Scan the material for the word "bare", then return every line where it appears.
────
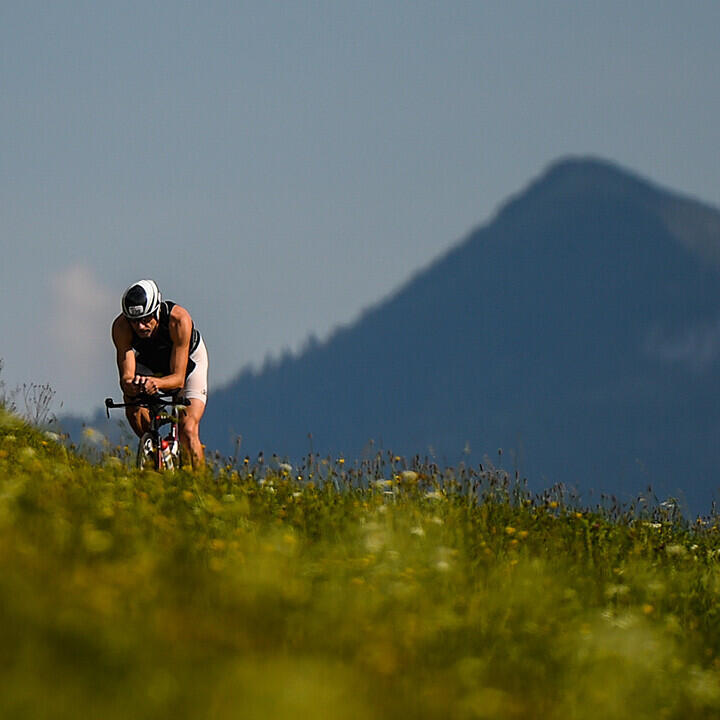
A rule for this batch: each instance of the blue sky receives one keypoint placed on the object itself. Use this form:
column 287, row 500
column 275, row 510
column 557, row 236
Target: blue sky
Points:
column 278, row 167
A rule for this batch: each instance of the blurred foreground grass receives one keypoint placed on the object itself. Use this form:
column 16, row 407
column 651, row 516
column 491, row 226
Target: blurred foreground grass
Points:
column 255, row 593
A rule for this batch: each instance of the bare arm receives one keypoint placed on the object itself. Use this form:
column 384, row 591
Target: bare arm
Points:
column 122, row 339
column 180, row 327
────
Solution to the problem |
A rule for this batch: each instance of the bare arm receives one keypoint placed on the object itself. Use this form:
Target: bare arm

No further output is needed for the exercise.